▶ _Aufgabe_
Überführe alles von der Zeile mit „Where can you spot the car door“ bis hinunter zur Zeile mit „column 54, row 125“, beide eingeschlossen, in eine CSV mit den Spalten „Anfrage“ und „Antwort“: eine Zeile pro Eintrag, die Spalte „Anfrage“ mit seinem Text, die Spalte „Antwort“ mit seiner Antwort. Jedes Feld steht in Anführungszeichen, Zeilenumbrüche darin werden zu Leerzeichen.

■ ■ ■ ■ ■ ■ ■

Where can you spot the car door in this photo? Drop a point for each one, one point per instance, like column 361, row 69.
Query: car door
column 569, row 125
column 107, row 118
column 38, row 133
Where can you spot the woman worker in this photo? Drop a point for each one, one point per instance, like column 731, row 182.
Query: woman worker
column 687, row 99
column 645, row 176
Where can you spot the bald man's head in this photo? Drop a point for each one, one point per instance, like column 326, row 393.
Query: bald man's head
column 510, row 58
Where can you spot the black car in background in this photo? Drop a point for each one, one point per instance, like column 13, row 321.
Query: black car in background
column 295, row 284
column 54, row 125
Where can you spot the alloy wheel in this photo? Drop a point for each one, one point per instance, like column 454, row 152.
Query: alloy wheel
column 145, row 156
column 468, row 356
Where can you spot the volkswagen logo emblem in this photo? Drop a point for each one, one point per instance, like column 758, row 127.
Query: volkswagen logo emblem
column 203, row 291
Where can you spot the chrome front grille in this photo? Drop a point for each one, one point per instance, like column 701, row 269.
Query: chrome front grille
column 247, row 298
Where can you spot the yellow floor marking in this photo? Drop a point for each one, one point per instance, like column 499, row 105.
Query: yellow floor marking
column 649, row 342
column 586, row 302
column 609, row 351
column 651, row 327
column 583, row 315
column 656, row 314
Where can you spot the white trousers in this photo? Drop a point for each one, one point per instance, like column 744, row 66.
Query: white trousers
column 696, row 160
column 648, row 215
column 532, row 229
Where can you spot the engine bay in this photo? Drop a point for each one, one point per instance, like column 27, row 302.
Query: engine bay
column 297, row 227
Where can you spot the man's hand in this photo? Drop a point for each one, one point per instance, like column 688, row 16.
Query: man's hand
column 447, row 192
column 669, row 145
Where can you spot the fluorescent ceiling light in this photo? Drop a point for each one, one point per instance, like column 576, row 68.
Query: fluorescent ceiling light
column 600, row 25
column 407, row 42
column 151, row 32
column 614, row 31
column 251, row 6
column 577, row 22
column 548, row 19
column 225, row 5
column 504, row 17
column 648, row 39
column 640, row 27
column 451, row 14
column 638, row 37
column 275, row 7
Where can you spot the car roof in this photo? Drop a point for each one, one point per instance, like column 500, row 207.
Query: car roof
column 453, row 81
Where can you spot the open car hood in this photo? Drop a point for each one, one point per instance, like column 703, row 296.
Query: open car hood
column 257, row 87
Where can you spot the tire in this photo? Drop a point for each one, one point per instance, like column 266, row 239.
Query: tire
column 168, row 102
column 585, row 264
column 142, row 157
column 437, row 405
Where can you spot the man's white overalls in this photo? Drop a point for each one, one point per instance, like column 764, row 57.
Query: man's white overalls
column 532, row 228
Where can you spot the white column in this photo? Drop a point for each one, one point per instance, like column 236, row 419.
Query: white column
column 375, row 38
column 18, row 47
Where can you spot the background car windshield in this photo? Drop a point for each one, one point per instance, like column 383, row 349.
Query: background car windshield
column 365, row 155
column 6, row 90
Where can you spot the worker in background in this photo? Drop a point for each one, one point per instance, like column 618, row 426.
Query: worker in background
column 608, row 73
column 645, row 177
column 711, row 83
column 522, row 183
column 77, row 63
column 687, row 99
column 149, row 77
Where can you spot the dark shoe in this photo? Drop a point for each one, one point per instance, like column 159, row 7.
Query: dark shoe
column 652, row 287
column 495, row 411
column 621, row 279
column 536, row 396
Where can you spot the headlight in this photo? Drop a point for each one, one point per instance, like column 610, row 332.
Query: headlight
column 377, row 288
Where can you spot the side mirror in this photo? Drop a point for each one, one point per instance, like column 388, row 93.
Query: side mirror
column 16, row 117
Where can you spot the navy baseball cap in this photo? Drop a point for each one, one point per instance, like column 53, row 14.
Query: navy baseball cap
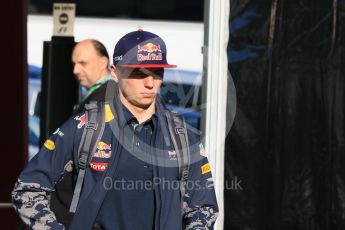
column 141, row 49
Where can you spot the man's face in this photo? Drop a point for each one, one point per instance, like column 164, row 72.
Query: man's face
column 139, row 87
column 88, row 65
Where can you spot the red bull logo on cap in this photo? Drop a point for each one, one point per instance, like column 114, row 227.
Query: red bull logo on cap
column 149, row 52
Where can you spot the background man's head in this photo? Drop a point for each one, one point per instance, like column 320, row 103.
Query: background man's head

■ ■ ■ ■ ■ ■ ■

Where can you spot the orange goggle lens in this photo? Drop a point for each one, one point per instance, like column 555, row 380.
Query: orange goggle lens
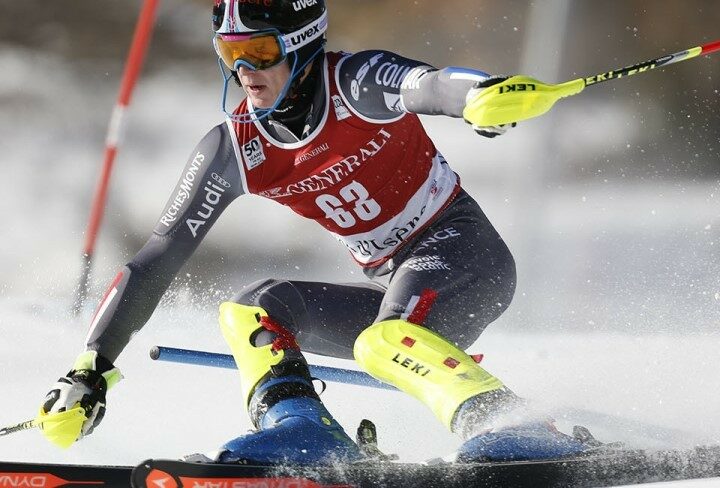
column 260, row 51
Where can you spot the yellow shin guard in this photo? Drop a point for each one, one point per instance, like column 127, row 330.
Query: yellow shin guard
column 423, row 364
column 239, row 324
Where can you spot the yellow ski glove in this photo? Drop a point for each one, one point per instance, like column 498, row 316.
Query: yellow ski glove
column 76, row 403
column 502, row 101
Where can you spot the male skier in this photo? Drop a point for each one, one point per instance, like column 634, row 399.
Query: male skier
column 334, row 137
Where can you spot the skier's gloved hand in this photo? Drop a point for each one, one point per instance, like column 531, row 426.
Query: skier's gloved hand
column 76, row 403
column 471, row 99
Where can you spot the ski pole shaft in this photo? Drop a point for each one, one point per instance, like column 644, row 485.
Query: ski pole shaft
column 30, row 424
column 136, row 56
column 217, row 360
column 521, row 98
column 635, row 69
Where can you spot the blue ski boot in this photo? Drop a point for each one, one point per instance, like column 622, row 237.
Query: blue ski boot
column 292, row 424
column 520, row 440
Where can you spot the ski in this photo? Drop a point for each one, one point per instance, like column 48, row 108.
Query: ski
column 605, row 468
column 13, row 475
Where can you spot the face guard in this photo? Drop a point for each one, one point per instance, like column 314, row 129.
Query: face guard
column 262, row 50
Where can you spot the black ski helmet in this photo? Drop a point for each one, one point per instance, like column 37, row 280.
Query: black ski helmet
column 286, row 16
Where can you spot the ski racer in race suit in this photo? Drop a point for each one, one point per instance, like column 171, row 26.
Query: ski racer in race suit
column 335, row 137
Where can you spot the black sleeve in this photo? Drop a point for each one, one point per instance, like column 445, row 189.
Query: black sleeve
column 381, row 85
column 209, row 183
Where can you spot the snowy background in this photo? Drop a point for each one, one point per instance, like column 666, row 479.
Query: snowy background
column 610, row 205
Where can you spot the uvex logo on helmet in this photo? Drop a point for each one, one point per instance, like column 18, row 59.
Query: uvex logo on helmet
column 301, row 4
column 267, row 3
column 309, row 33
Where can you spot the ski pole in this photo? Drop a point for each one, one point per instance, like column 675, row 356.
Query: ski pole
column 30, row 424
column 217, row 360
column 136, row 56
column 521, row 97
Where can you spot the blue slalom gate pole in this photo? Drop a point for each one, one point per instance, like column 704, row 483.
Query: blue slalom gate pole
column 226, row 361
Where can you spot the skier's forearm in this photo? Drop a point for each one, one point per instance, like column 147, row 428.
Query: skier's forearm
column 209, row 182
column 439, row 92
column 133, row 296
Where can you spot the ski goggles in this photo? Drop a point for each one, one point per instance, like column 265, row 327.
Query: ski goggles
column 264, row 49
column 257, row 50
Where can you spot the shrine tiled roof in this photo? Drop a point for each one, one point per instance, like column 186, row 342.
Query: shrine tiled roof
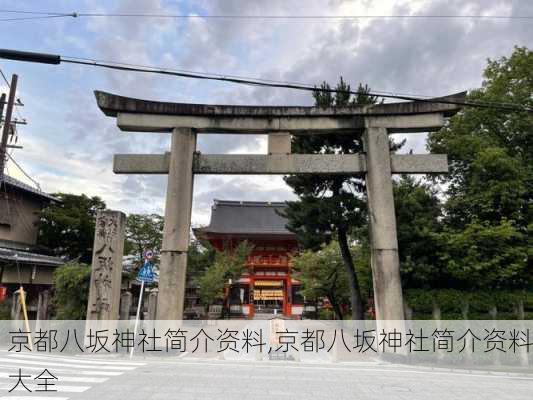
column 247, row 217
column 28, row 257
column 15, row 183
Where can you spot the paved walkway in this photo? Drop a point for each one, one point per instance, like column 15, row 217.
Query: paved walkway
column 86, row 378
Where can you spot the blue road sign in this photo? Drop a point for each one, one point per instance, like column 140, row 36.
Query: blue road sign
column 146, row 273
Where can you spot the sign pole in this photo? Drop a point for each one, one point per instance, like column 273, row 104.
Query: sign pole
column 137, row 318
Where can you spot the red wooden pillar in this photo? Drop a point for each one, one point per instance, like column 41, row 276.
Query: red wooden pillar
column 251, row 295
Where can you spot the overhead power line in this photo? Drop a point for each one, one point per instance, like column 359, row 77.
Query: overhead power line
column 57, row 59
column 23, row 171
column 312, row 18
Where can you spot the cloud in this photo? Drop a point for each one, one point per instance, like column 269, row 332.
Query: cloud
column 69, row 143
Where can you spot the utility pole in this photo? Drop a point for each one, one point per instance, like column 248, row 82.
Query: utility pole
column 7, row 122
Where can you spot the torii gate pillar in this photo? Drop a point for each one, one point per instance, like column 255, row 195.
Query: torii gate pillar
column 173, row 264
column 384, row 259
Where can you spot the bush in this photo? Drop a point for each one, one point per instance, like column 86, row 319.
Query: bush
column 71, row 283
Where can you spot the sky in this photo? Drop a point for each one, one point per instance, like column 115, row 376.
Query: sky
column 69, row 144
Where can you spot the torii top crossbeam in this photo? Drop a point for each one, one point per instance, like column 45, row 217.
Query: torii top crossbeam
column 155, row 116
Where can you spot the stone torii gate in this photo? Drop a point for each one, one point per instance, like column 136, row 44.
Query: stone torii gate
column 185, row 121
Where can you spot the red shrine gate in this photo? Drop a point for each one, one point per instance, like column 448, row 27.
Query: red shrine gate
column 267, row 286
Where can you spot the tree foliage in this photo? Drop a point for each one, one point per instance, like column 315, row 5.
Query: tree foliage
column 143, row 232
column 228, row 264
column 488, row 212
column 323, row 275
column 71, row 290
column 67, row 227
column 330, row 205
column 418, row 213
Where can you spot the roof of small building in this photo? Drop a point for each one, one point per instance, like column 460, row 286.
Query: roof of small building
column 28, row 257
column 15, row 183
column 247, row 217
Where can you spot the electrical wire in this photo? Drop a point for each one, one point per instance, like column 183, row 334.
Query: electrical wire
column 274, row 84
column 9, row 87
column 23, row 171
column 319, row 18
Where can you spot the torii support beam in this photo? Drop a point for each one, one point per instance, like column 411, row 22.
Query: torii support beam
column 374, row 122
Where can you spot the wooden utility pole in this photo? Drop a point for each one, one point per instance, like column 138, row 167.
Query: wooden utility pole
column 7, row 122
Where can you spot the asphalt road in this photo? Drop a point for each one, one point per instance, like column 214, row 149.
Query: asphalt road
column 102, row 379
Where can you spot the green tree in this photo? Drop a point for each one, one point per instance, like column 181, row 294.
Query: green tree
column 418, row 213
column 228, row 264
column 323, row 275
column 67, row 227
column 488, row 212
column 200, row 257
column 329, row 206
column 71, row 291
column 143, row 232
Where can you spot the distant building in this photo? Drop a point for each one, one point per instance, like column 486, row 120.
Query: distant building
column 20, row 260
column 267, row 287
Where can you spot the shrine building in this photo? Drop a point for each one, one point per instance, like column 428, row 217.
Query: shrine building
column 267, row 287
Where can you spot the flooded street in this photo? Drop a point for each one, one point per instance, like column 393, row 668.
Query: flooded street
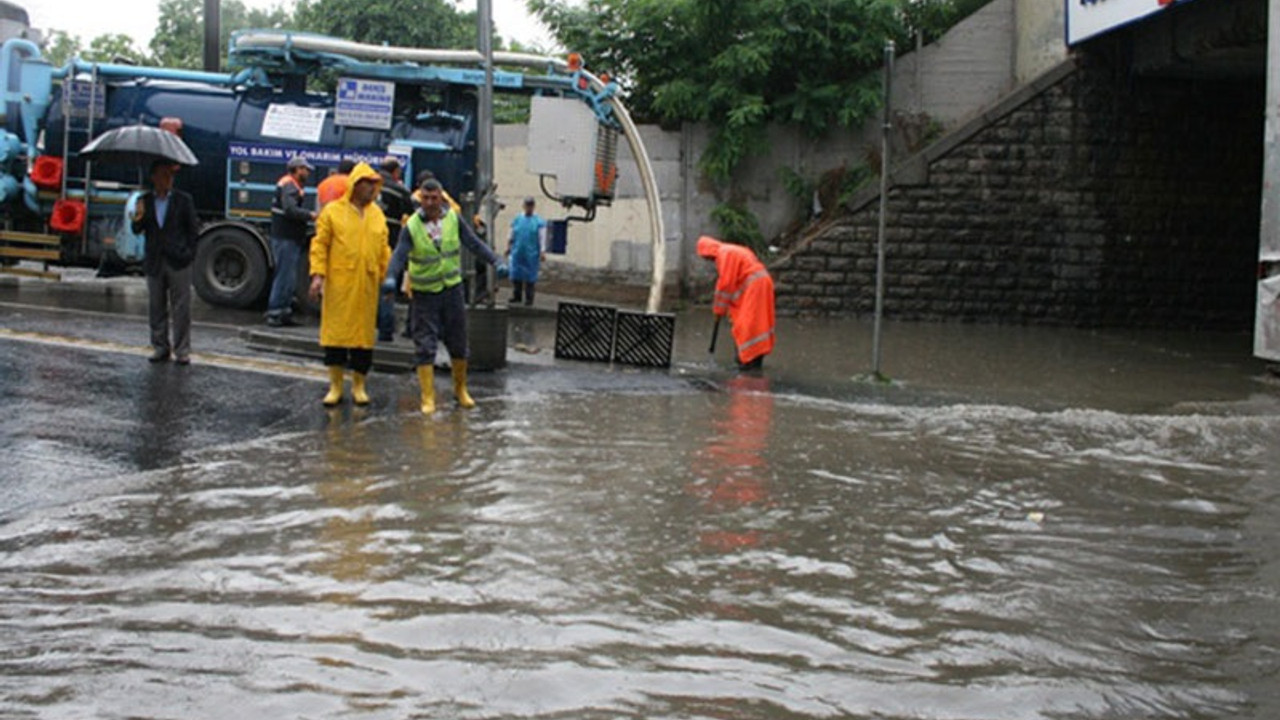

■ ■ ■ ■ ■ ■ ■

▶ _Richtige Ausgabe_
Anfrage,Antwort
"Where can you spot the car door in this photo? Drop a point for each one, one point per instance, like column 361, row 69. Query: car door","column 569, row 125 column 107, row 118 column 38, row 133"
"Where can you spot the woman worker in this photo? Drop a point for each one, one point per instance, like column 731, row 182. Query: woman worker","column 687, row 99 column 645, row 176"
"Where can you spot the bald man's head in this photo? Drop a point for each one, one point per instance, like column 326, row 393. Query: bald man's head","column 510, row 58"
"Where can you spot the black car in background in this photo? Drop a point for each one, one point per instance, like column 13, row 321. Query: black car in background","column 295, row 284 column 54, row 125"